> _Aim of the task_
When a line below contains the word "woman", it counts toward the total; give that total and nothing besides.

Material for this task START

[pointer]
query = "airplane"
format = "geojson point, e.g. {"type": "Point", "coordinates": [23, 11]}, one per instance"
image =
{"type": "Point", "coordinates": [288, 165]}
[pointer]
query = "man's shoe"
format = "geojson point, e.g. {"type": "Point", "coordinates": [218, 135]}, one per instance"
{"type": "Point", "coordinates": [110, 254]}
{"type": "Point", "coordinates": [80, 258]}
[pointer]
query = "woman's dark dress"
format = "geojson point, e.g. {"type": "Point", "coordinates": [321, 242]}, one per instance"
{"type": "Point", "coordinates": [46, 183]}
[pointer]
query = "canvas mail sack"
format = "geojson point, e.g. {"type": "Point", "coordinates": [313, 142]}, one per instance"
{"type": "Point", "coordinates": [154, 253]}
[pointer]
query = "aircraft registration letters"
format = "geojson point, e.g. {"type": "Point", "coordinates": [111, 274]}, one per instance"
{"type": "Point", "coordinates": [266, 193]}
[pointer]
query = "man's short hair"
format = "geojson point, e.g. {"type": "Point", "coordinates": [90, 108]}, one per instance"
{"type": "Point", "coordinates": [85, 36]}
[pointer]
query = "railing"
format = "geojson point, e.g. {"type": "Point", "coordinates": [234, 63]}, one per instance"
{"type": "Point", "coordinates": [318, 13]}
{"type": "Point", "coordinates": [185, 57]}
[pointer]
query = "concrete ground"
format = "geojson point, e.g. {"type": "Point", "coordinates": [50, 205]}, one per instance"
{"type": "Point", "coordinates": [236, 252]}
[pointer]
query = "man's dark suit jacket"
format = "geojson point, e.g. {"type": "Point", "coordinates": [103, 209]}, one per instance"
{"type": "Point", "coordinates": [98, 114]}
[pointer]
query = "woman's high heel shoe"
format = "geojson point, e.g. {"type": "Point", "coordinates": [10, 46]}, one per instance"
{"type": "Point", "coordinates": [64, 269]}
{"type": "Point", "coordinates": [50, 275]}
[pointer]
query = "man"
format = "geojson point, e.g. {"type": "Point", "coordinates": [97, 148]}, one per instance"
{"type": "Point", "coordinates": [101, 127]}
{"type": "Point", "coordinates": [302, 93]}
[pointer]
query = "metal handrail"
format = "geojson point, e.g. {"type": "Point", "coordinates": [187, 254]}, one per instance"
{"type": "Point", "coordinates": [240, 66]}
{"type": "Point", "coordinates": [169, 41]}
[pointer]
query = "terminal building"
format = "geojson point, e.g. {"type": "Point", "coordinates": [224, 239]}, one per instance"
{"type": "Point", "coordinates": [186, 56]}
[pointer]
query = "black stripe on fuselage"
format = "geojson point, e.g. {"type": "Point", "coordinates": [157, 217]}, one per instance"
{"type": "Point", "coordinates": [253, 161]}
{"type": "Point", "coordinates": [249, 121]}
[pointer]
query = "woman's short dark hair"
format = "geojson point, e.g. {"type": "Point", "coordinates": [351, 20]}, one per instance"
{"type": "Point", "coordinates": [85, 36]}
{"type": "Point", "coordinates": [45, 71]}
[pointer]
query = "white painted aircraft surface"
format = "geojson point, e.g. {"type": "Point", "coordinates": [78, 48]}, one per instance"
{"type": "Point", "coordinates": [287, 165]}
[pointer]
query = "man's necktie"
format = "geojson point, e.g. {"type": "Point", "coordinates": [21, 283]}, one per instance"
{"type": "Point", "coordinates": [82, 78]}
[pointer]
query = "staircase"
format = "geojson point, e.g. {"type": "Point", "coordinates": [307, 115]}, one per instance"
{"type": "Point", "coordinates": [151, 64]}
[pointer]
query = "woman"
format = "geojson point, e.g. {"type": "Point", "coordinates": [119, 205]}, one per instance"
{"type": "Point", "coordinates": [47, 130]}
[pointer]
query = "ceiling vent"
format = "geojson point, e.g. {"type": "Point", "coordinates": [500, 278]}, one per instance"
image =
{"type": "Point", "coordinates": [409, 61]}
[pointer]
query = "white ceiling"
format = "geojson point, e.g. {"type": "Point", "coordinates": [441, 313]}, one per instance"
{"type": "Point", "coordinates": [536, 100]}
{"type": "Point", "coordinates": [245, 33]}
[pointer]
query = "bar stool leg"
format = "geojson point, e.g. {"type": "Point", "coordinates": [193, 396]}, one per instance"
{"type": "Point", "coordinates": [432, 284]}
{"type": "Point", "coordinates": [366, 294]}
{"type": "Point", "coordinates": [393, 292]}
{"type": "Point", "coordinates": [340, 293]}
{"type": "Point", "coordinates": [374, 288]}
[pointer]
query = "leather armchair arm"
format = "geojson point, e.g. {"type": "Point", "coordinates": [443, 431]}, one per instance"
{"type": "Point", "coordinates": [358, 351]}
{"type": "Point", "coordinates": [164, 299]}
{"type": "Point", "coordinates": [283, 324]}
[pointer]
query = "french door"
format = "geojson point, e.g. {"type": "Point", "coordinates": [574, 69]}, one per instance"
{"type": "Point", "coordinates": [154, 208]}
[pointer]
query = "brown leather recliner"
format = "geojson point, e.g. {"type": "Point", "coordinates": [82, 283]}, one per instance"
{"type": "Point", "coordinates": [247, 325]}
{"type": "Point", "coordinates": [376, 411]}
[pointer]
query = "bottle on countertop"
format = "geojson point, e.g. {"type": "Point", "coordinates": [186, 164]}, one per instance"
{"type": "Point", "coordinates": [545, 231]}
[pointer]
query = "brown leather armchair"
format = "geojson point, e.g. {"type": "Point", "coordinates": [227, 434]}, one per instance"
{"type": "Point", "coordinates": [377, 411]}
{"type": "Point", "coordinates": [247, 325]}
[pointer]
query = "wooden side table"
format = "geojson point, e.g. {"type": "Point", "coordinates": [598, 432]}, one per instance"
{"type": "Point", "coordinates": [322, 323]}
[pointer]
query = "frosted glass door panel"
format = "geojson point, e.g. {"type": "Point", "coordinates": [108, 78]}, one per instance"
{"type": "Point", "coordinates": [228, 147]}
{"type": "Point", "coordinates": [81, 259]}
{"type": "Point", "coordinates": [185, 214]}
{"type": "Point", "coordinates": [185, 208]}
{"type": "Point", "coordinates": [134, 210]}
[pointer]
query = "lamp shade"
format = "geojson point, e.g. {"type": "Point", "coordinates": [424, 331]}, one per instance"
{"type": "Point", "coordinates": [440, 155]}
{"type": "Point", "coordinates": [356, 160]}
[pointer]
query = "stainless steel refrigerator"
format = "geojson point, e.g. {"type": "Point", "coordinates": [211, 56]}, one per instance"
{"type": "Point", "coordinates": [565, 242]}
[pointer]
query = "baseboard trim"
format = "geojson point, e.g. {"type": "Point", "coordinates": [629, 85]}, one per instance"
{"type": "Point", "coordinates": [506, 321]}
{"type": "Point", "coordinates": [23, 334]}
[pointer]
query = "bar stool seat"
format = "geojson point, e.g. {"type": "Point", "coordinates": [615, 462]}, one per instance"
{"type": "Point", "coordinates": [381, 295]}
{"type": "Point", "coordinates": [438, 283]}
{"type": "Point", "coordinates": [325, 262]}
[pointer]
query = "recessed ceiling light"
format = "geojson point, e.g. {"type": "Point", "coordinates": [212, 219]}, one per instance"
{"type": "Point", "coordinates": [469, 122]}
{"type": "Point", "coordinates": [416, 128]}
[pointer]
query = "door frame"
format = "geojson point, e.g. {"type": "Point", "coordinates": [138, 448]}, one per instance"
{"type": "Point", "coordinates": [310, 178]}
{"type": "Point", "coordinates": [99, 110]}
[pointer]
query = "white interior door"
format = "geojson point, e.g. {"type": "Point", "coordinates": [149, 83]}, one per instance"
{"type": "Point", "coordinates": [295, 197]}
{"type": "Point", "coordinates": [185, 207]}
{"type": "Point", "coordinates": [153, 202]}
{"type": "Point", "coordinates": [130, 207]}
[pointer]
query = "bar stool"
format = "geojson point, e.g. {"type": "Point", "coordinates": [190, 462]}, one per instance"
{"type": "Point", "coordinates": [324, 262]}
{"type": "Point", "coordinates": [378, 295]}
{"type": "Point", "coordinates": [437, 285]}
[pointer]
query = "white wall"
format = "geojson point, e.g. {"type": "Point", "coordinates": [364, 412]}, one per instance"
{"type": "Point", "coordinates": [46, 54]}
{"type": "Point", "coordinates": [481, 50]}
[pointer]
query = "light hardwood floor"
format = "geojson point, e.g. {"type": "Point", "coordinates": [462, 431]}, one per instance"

Material for this task END

> _Task output_
4